%%

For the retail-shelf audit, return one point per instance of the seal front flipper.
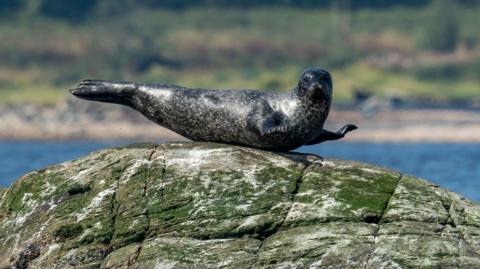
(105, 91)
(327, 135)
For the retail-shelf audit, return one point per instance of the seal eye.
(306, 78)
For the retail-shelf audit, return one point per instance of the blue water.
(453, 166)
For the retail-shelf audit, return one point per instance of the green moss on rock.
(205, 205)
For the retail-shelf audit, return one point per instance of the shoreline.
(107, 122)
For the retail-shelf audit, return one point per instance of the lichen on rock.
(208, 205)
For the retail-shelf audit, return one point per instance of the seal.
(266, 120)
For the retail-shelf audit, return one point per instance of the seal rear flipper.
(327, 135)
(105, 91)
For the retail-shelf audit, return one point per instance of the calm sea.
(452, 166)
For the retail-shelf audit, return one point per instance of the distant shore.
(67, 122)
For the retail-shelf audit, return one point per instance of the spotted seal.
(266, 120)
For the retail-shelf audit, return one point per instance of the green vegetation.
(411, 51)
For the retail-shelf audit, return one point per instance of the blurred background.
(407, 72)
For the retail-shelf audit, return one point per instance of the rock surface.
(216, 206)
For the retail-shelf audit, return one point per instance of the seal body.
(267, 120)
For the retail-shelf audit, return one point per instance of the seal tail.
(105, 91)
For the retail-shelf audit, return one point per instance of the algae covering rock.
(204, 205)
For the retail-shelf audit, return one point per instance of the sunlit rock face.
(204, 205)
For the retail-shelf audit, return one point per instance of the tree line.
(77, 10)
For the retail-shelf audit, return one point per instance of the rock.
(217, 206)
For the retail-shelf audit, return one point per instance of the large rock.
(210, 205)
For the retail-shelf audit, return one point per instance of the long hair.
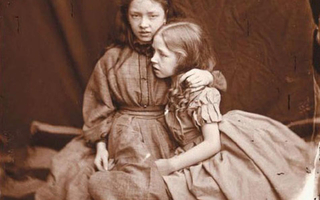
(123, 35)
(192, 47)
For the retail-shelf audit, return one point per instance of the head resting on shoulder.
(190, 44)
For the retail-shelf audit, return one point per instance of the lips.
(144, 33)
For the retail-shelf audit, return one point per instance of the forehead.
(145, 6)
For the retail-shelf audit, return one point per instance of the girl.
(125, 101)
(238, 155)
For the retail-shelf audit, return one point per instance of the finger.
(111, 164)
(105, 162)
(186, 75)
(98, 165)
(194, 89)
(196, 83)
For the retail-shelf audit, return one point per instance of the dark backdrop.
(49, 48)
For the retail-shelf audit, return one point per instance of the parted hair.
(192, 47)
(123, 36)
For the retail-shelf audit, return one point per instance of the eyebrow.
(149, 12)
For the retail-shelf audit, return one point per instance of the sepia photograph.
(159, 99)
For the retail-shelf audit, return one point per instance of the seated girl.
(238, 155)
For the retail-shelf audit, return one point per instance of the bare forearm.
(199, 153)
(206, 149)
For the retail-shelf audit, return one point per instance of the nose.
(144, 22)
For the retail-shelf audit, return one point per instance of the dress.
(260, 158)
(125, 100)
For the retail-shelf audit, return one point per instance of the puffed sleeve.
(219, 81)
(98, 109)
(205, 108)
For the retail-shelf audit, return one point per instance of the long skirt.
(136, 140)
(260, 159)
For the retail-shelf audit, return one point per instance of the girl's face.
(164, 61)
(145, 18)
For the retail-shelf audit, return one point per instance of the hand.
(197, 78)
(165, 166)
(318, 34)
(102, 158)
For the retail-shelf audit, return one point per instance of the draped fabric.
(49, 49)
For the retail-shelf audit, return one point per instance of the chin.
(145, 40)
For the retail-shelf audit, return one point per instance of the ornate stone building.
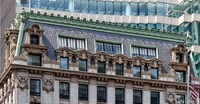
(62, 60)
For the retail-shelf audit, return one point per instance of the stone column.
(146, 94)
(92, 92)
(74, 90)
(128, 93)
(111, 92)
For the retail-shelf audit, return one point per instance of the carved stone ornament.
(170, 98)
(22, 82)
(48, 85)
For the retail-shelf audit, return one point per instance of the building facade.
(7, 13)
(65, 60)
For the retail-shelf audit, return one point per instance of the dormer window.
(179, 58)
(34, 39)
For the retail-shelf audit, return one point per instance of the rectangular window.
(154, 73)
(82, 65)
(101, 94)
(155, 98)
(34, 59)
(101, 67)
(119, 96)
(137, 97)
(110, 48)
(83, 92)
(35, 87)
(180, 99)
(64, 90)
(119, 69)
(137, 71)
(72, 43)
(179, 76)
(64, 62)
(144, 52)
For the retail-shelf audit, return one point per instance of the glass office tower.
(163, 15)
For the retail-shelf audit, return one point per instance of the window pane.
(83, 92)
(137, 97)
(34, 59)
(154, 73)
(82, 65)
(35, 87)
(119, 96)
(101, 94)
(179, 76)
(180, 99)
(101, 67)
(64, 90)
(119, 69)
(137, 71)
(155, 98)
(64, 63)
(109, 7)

%%

**DO THIS**:
Without the images, write out each line of the data verbatim.

**REPLY**:
For the retail-shelf audit, return one point per instance of the seal front flipper.
(105, 91)
(327, 135)
For the retail-shelf audit, return one point per instance of the seal eye.
(306, 78)
For the retail-shelf audit, return one point per instance of the blue water.
(453, 166)
For the retail-shelf audit, return one point per instance of the green moss on rock.
(205, 205)
For the retail-shelf audit, return one point per instance of the shoreline.
(107, 122)
For the retail-shelf audit, return one point per instance of the lichen on rock.
(208, 205)
For the retail-shelf audit, return one point per instance of the seal.
(266, 120)
For the retail-shelf audit, return one point per instance of the seal rear flipper.
(327, 135)
(105, 91)
For the retail-shelf audit, return one point per instance of the calm sea.
(452, 166)
For the retail-shelf audit, return one point per instance of the distant shore.
(67, 122)
For the retail-shelf audit, return one point per instance of the spotted seal.
(266, 120)
For the retail-shelf audit, return one point per instance of the green vegetation.
(411, 51)
For the retail-shelf audit, return one point per instance of the blurred background.
(407, 72)
For the retail-shelf audit, return one point per instance of the rock surface.
(216, 206)
For the retail-shelf audit, return one point per instance of the seal body.
(267, 120)
For the retail-shelf audit, return one point per instance of the seal tail.
(105, 91)
For the retail-shelf audit, return one point per instance of the algae covering rock.
(204, 205)
For the retail-shelf audit, return one point per instance of the sunlit rock face.
(204, 205)
For the retail-shelf audit, return one point per instance of the tree line.
(77, 10)
For the retail-shelf audit, return one point per instance of the rock.
(217, 206)
For the retail-shelf audit, return one point per instance of the large rock.
(210, 205)
For the retail-shelf audit, return one point per instance of the long hair.
(123, 35)
(192, 47)
For the retail-shelf audit, return one point per instance of the head resting on shoulder.
(190, 44)
For the retail-shelf audit, return one point per instance of the lips.
(144, 33)
For the retail-shelf audit, return one point per instance of the forehead.
(145, 6)
For the retail-shelf audit, return one point per instance of the girl.
(125, 101)
(238, 155)
For the retail-shelf audit, return one point per instance of the finger.
(111, 164)
(105, 162)
(186, 75)
(98, 165)
(194, 89)
(196, 83)
For the retail-shelf audit, return one point per instance of the dark backdrop.
(49, 48)
For the retail-shelf audit, return one point per instance of the parted hair.
(192, 47)
(123, 36)
For the retail-shelf audit, return one point per instance of the eyebrow.
(149, 12)
For the retail-shelf audit, return one point per instance of the sepia photograph.
(159, 99)
For the retail-shelf audit, return one point per instance of the seated girl.
(238, 155)
For the retail-shelf audit, return one point per instance of the bare forearm.
(199, 153)
(206, 149)
For the retail-shelf audit, return one point per instance of the nose.
(144, 22)
For the retail-shelf audit, return one point per instance of the dress.
(260, 158)
(125, 100)
For the retail-shelf audit, return one point per instance of the puffed sleeve.
(219, 81)
(98, 109)
(205, 108)
For the retail-shelf audit, return one point per instance of the long skirt.
(136, 140)
(260, 159)
For the retail-shelf audit, return one point per instance of the girl's face.
(164, 61)
(145, 18)
For the retail-shelf audit, return one point per instance of the hand.
(197, 78)
(165, 166)
(318, 34)
(102, 158)
For the retail-shelf audit, return one point per instance of the draped fabric.
(49, 49)
For the retail-shelf audit, return one point per instance of the chin.
(145, 40)
For the retail-shelf audit, return one point per instance of the ornate stone building.
(62, 60)
For the retail-shelf audit, return one point per instance of the stone column.
(146, 94)
(92, 92)
(74, 90)
(128, 93)
(111, 92)
For the retail-shelf audit, return one point per instance of the carved stone ornament.
(170, 98)
(22, 82)
(48, 85)
For the retail-shelf audit, return one point per instance of the building facade.
(7, 13)
(65, 60)
For the retail-shelf audit, return one point per instance of the dormer window.
(179, 58)
(34, 39)
For the retail-shelf audit, return one point per instance of the rectangular window.
(154, 73)
(82, 65)
(101, 94)
(155, 98)
(34, 59)
(101, 67)
(119, 96)
(137, 97)
(110, 48)
(83, 92)
(35, 87)
(180, 99)
(64, 90)
(119, 69)
(137, 71)
(72, 43)
(179, 76)
(64, 62)
(144, 52)
For the retail-shelf audit, return one point per instance of the glass office tower.
(163, 15)
For the retail-shelf audit, return one point per instance of the window pane.
(83, 92)
(137, 97)
(34, 59)
(154, 73)
(82, 65)
(35, 87)
(119, 96)
(101, 94)
(179, 76)
(180, 99)
(101, 67)
(64, 90)
(119, 69)
(137, 71)
(155, 98)
(64, 63)
(109, 7)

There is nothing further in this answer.